Twenty years ago, when Corliss began jumping, BASE was clandestine. But he learned that he could make a name for himself by filming his jumps and selling the footage to TV producers. He set new standards for midair acrobatics, enrolling in diving classes with a coach at USC who taught him how to pull off backflips and twisting somersaults while plunging from buildings and cliffs. The result: Corliss pioneered professionalism in BASE.
When wingsuits came on the scene in the 2000s, coinciding with smaller POV cameras and YouTube, Corliss envisioned fresh possibilities. In 2011, buzzing just feet from a Swiss mountainside, he narrowly avoided colliding with a friend clutching a group of balloons as a prop. An online edit of the hair-raising footage, called “,” has been viewed more than 31 million times. Months later he flew through an arch in the side of a mountain in China as tens of millions of people watched the multimillion-dollar production on television.

Set problem a>
In the rows, starting at the line that contains "of the backpack" and ending at the end of the rows, change "photograph" to "image" and leave everything else as it is. Leave the pictures out of your answer.
The rows below have no connection to the passage on BASE jumping.

Listing>
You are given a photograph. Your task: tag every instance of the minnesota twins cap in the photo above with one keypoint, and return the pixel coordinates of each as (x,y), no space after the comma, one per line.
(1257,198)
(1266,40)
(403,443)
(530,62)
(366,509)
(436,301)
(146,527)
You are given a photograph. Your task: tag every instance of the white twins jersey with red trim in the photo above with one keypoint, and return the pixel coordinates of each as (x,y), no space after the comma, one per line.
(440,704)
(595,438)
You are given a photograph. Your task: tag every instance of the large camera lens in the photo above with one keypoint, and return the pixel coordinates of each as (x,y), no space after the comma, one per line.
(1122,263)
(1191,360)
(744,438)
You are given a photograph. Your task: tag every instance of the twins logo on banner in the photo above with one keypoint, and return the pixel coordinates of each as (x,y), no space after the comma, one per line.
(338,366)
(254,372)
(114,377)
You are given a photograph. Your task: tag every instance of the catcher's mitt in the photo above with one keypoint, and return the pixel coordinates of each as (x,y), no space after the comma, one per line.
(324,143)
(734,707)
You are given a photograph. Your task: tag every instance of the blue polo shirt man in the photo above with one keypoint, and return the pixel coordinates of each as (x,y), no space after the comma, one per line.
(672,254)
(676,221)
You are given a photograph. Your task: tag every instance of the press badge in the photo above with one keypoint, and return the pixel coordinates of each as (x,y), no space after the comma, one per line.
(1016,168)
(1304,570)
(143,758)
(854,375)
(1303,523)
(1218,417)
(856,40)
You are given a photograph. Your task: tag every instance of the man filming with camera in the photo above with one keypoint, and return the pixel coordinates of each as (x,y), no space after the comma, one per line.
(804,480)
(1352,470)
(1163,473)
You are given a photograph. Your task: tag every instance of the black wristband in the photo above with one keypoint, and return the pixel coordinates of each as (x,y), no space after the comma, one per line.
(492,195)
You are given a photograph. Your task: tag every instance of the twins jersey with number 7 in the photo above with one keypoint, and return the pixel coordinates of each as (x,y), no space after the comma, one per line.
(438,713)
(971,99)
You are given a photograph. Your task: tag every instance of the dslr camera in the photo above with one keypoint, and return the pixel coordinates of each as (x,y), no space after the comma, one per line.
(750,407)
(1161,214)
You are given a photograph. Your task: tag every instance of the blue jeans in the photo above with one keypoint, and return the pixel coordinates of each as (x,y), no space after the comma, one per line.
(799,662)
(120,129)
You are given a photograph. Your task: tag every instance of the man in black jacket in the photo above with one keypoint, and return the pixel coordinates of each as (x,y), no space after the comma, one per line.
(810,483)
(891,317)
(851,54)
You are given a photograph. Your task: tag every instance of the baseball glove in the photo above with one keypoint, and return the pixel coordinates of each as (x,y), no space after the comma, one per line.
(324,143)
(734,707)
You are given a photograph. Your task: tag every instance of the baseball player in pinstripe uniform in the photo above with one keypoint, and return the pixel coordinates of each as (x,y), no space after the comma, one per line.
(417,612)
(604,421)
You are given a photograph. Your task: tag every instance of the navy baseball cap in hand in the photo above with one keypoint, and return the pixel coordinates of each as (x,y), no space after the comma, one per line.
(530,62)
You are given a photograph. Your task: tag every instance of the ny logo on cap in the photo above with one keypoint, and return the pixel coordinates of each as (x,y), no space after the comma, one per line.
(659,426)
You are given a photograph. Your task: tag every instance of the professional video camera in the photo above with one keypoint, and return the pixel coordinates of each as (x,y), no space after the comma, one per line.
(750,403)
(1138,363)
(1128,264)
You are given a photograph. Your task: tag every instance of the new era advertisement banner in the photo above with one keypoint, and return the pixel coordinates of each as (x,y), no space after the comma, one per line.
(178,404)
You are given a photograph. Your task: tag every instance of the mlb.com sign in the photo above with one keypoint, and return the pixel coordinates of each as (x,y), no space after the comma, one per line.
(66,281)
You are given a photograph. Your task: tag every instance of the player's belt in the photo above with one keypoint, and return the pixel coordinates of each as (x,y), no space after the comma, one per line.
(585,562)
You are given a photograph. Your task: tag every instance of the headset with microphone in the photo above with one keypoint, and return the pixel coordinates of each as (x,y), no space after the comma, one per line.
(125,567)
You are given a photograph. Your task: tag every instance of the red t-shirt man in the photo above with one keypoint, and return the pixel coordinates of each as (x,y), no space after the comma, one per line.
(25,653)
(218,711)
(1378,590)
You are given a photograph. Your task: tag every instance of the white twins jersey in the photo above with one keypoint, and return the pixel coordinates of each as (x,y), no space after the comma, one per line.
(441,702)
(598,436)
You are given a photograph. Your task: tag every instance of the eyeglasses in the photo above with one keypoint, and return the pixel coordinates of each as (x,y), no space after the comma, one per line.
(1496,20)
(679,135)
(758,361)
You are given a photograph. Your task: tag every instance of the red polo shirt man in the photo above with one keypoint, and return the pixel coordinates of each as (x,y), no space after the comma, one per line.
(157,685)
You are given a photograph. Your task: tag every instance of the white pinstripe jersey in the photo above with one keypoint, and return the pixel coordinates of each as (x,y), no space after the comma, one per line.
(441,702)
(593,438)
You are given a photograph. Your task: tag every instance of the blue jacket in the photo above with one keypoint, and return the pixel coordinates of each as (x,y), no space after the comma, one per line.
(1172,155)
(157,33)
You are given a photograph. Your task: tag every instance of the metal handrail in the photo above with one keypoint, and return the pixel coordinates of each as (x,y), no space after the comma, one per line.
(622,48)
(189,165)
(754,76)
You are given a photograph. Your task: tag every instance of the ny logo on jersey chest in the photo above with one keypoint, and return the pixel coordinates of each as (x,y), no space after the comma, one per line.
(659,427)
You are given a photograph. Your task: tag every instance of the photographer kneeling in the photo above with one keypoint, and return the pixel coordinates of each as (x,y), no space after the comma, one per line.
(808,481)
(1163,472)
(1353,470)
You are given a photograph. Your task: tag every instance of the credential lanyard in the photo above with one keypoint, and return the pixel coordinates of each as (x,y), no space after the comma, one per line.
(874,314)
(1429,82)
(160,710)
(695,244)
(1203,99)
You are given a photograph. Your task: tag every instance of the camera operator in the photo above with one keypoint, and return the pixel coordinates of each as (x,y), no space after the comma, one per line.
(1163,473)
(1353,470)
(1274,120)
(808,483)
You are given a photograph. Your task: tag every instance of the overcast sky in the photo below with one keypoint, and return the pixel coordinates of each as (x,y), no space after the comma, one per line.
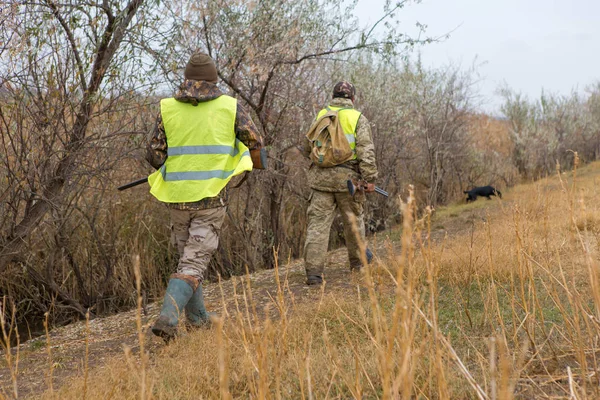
(528,44)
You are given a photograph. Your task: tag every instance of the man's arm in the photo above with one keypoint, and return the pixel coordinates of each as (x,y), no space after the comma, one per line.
(156,146)
(365,150)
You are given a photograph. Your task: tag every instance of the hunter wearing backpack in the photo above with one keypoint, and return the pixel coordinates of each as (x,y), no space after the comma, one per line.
(340,146)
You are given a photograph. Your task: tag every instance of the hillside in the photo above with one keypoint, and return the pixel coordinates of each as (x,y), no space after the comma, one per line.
(495,299)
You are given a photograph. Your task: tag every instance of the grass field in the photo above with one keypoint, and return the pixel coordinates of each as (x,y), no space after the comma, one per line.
(493,300)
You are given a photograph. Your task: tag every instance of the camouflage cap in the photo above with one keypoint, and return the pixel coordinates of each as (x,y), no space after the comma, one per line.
(344,89)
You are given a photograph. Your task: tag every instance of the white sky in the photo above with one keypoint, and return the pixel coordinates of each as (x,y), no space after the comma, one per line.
(528,44)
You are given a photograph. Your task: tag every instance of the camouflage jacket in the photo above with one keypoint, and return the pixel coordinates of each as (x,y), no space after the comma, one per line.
(195,92)
(334,179)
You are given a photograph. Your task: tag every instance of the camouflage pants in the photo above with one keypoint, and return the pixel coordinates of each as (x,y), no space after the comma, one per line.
(196,235)
(321,212)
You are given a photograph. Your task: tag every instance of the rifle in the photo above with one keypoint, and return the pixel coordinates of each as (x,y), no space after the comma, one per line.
(354,186)
(132,184)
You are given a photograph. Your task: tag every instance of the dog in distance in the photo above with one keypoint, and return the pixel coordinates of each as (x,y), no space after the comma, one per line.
(483,191)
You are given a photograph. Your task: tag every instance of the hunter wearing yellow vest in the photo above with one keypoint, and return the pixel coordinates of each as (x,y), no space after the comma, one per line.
(330,190)
(202,139)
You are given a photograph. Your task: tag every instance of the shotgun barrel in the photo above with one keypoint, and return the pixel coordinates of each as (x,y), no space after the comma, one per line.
(132,184)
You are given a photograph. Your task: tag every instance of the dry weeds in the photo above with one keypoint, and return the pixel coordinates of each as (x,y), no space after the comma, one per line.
(507,308)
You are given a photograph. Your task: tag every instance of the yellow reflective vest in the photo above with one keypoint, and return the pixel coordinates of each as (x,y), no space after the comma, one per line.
(203,153)
(348,120)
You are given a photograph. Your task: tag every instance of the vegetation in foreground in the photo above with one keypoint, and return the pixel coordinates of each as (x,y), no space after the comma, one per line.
(508,309)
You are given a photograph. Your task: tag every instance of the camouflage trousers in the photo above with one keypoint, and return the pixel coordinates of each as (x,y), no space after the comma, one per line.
(196,235)
(321,212)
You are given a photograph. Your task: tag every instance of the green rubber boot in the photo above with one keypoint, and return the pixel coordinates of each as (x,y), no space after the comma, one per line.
(178,294)
(196,313)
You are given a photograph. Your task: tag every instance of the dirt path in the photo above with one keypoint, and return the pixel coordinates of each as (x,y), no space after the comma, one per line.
(107,337)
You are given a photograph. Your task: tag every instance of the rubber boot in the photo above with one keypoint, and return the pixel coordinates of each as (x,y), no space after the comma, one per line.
(195,311)
(178,294)
(369,255)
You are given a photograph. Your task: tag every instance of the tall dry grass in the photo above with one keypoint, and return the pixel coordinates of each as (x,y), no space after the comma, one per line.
(508,307)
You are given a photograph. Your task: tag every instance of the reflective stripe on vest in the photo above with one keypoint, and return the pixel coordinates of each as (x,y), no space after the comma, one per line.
(348,120)
(203,152)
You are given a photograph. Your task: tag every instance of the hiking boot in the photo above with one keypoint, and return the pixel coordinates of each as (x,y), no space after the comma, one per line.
(178,294)
(195,311)
(314,280)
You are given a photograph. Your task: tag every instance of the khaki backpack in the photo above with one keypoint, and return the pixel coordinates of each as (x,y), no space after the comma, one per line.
(329,146)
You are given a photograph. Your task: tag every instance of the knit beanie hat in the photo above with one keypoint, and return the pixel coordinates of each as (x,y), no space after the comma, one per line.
(201,68)
(344,89)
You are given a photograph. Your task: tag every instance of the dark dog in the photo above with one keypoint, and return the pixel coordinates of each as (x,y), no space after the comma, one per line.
(485,191)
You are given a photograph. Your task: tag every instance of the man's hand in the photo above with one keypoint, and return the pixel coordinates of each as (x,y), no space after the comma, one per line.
(364,186)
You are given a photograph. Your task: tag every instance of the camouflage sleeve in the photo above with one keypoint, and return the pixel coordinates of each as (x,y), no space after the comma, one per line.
(245,130)
(365,150)
(306,147)
(156,147)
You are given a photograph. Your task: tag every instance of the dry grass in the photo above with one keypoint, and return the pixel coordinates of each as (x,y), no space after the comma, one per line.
(507,308)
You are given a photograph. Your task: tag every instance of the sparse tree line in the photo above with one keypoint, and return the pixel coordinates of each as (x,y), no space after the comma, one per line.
(80,83)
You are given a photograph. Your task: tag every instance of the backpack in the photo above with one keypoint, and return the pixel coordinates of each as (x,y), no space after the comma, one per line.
(329,145)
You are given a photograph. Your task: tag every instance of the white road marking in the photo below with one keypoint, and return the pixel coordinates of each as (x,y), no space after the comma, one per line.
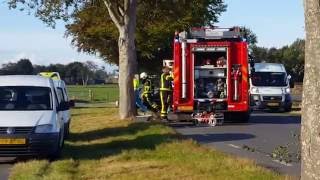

Set problem b>
Repeat the passage on BASE jumping word for word, starting at "Twenty years ago, when" and ending at "professionalism in BASE.".

Correct answer a>
You are given a image. Your task: tag every instance of the backpack in the photo above with one keypoint, and return the pixel coordinates of each as (x,y), no space after the comma, one per line.
(329,145)
You are given a image. Your task: tag every instance of the white road marking in the photo below with one keypoint, and return the pixel coordinates of each as (x,y), no space after the comma, one per line.

Correct answer b>
Twenty years ago, when Corliss began jumping, BASE was clandestine. But he learned that he could make a name for himself by filming his jumps and selling the footage to TV producers. He set new standards for midair acrobatics, enrolling in diving classes with a coach at USC who taught him how to pull off backflips and twisting somersaults while plunging from buildings and cliffs. The result: Corliss pioneered professionalism in BASE.